TUGAS LATIHAN:
a) Salin dengan persis bagian artikel tentang pemilihan kuwu di Cirebon dari "Pemilihan Kuwu Cirebon, Harapan" sampai "bisa dirampungkan seutuhnya.".
b) Lanjutkan artikel tentang pemilihan kuwu di Cirebon dari kalimat terakhir yang ada.

Pemilihan Kuwu Cirebon, Harapan Rakyat Sejahtera Bukan Berujung Penjara
Pemilihan kuwu di Cirebon menyisakan banyak pekerjaan rumah. Di tengah tingginya biaya dan belum idealnya perilaku demokrasi, kesejahteraan warga menjadi masalah yang belum juga bisa dirampungkan seutuhnya.
Ratusan orang memadati jalan raya di depan Kantor Desa Kertasura, Kecamatan Kapetakan, Kabupaten Cirebon, Jawa Barat, Minggu (21/11/2021) sore. Mengenakan pakaian hitam, massa ”wong ireng” itu meluapkan kegembiraan setelah calon kuwu atau kepala desa kandidat mereka memenangkan perhitungan pemilihan kuwu.
Menunjukkan jari berbentuk ”V”, mereka menyerukan nama calon Kuwu Kertasura nomor 2, H Jadiya. Knalpot sepeda motor meraung-raung. Beberapa di antaranya membawa spanduk berisi foto kandidat dengan tulisan kang wis pasti lan teruji, kuwue wong Kertasura (yang pasti dan terbukti, kuwunya warga Kertasura).
Polisi bersenjata api tak kuasa membendung massa. Mereka hanya mengarahkan kendaraan ke jalur lain. Jalan arah ke Indramayu diduduki massa. Kepadatan kendaraan pun terjadi hingga sekitar 500 meter. Laju sepeda motor, mobil, hingga truk pengangkut minyak terpaksa melambat.
Suasana kian mencekam ketika massa pawai jalan kaki ke arah markas ”wong putih” calon kuwu nomor 1, Mohamad Iwan. Sejumlah jurnalis yang meliput memindahkan sepeda motor ke tempat aman. Pemilihan kuwu di Kertasura dianggap rawan konflik, antara lain karena hanya diikuti dua kandidat.
Beruntung, aparat polisi dan TNI menghalau massa. Sebagian menggunakan jaket antipeluru hingga membawa senapan laras panjang. Menggunakan pengeras suara, Kepala Kepolisian Resor Cirebon Kota Ajun Komisaris Besar Fahri Siregar mendesak massa mundur. Aparat dengan pelindung dan tembakan gas air mata siaga.
”Kalau enggak mau bubar, saya bubarin dengan cara saya,” ujarnya.
Baca juga: Pemilihan Kuwu di Cirebon, Arus Lalu Lintas Terganggu
Memukul tiang listrik dengan tongkatnya, Fahri mengancam mengangkut sepeda motor warga yang parkir di bahu jalan. Warga kelimpungan menyelamatkan kendaraannya dan masuk rumah. Simpatisan yang berkumpul di rumah kandidat juga diminta pulang.

DATA TERCATAT:

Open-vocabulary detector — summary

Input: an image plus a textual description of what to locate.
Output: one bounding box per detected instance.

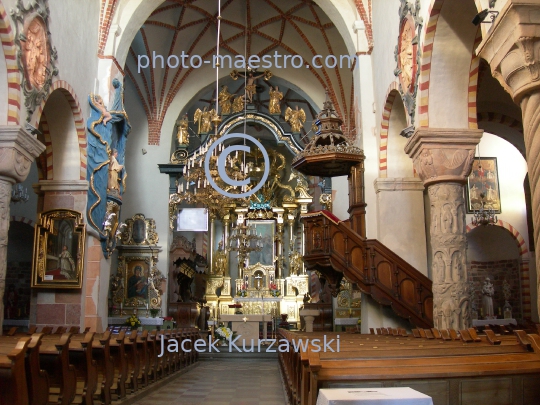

JAWABAN TIAP TUGAS:
a)
Pemilihan Kuwu Cirebon, Harapan Rakyat Sejahtera Bukan Berujung Penjara
Pemilihan kuwu di Cirebon menyisakan banyak pekerjaan rumah. Di tengah tingginya biaya dan belum idealnya perilaku demokrasi, kesejahteraan warga menjadi masalah yang belum juga bisa dirampungkan seutuhnya.

b)
”Yang masih berkerumun, saya proses pelanggaran prokes (protokol kesehatan),” katanya.
Dalam Pasal 70 Peraturan Bupati Nomor 74 Tahun 2021, calon kuwu, Kelompok Penyelenggara Pemungutan Suara, pendukung, dan unsur lain dapat dikenai sanksi jika melanggar prokes. Sanksinya mulai dari teguran lisan, tertulis, hingga diskualifikasi. ”(Kalau ada pelanggaran) Kita proses hukum. Itu pasti,” ujar Fahri.
Setelah sejam ditutup, jalan raya tersebut kembali normal. Suasana pun kondusif. Namun, sehari berikutnya, Senin (22/11/2021), bentrokan nyaris terjadi di antara dua kubu. Polisi sigap menghalaunya. Itu sebabnya, meski kontestasi pilwu telah usai, polisi masih tampak berjaga, Jumat (26/11/2021).
Mudi, ketua tim sukses calon kuwu H Jadiya, mengatakan, warga tidak berniat menghambat arus lalu lintas atau mengganggu kondusivitas. ”Tadi bentuk kegembiraan saja karena warga sudah berjuang sejak 2020. Apalagi, ini pertama kali kuwu menjabat dua periode,” ujarnya.
Sosok kuwu itu paling dihargai. Lebih dihormati dibandingkan dewan atau menteri. Kalau hajatan, kursi kuwu itu beda. (H Soelama Hadi)
Dukun bertindak
Ia menuturkan, persiapan pilwu sudah dimulai sejak Maret tahun lalu. Dari bikin seragam, mengunjungi rumah-rumah warga, hingga membangun 55 posko pemenangan untuk mengambil hati sekitar 6.000 warga Kertasura. Baliho besar kandidat, bahkan dengan gemerlap lampu, juga terpampang di pinggir jalan.
”Ini semua dari masyarakat secara sukarela, bukan dari pak kuwu (Jadiya). Dia enggak punya uang banyak. Cuma uang es saja,” ujarnya.
Mudi tidak menjelaskan apa yang dimaksud uang es. Ia menampik melakukan politik uang dalam pilwu. Warga, katanya, memilih petahana karena kinerjanya sudah terlihat, seperti jalan beton di kampung.
Totalitas warga mendukung kandidatnya kian tampak saat pemungutan suara. Mereka mendatangi dan menyalami calon kuwu. Bahkan, ada yang memberi ayam peliharaannya cuma-cuma. Pendukung calon Kuwu Suranenggala Kidul nomor 4, Narisa, misalnya, menyiapkan 7 ekor ayam.
Setiap ayam berkokok, warga bersorak. Konon, semakin sering ayam bersuara, kian besar peluang calon kuwu menang. Ketika tim sukses datang mengabarkan Narisa menang di salah satu tempat pemungutan suara, warga langsung merebut ayam di dalam kandang. ”Ini sudah tradisi setiap pilwu,” kata Ruslani, ketua timses Narisa.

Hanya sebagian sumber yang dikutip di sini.